■ TASK STATEMENT:
Transcribe, exactly as they appear, only the lines from the one holding "Expected: for each instance of the black" through the end of the entries below.
··· INPUT FOR THIS TASK ···
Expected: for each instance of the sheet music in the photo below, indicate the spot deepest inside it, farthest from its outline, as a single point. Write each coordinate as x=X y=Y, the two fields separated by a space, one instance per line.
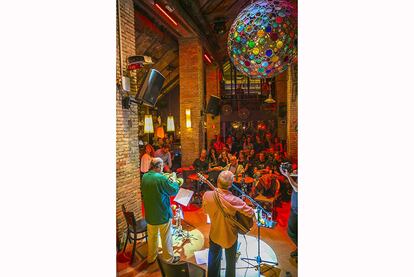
x=183 y=196
x=201 y=256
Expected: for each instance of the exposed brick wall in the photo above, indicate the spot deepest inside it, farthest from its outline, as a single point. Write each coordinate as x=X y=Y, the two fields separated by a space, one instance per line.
x=191 y=96
x=127 y=151
x=292 y=113
x=212 y=88
x=281 y=98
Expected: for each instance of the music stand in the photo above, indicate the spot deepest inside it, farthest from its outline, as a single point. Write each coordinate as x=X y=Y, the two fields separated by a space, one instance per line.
x=270 y=224
x=182 y=198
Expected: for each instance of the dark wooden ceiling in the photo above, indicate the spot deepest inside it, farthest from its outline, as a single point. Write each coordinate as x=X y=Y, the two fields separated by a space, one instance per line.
x=158 y=38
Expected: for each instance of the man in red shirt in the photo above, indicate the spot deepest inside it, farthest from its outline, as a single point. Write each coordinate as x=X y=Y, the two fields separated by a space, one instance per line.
x=222 y=233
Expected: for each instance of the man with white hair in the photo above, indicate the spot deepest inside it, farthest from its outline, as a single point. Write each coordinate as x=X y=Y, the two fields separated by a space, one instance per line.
x=234 y=166
x=223 y=234
x=156 y=190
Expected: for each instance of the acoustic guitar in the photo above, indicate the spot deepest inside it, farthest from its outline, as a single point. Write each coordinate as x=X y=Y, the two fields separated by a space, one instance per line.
x=243 y=223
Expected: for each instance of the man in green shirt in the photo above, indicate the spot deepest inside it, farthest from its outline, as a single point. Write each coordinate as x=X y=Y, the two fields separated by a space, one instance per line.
x=156 y=190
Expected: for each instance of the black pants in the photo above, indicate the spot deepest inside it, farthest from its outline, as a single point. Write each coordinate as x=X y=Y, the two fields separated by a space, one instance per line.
x=293 y=227
x=214 y=260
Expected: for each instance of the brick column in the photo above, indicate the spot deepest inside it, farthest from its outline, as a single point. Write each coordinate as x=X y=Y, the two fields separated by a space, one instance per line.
x=191 y=97
x=212 y=88
x=127 y=151
x=281 y=83
x=292 y=114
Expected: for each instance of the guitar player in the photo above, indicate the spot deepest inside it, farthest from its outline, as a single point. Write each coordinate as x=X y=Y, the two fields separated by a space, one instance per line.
x=223 y=234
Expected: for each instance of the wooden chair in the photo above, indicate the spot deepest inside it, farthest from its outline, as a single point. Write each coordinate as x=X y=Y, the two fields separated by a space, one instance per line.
x=270 y=201
x=134 y=228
···
■ TASK RESPONSE:
Expected: for each instance of the black pants in the photo above, indicate the spot deepest inside it, farthest from its outline, as a single point. Write each coordinate as x=X y=Y, the two fields separated by a space, one instance per line.
x=293 y=227
x=214 y=260
Expected: for each instance of the brick column in the photo above, indicate the spot deepest inside it, farthest from its outline, as a single point. Write each coordinate as x=X y=Y, the two fields separated by a space, one instance per line.
x=191 y=97
x=212 y=88
x=127 y=151
x=281 y=83
x=292 y=114
Expected: for each instance of the guitar player in the photo above, indicate the spot deepest inside it, farthest from its outline, as a single point. Write each coordinate as x=X y=Y, the two fields separated by a space, one instance per line.
x=223 y=234
Expected: for each instance of the wooden chair in the photo above, indicate the spot deepest inside it, farthest from its outline, as a single point. Write each coordinate as x=X y=Y, the two fields separated by a space, one instance per line.
x=270 y=201
x=134 y=228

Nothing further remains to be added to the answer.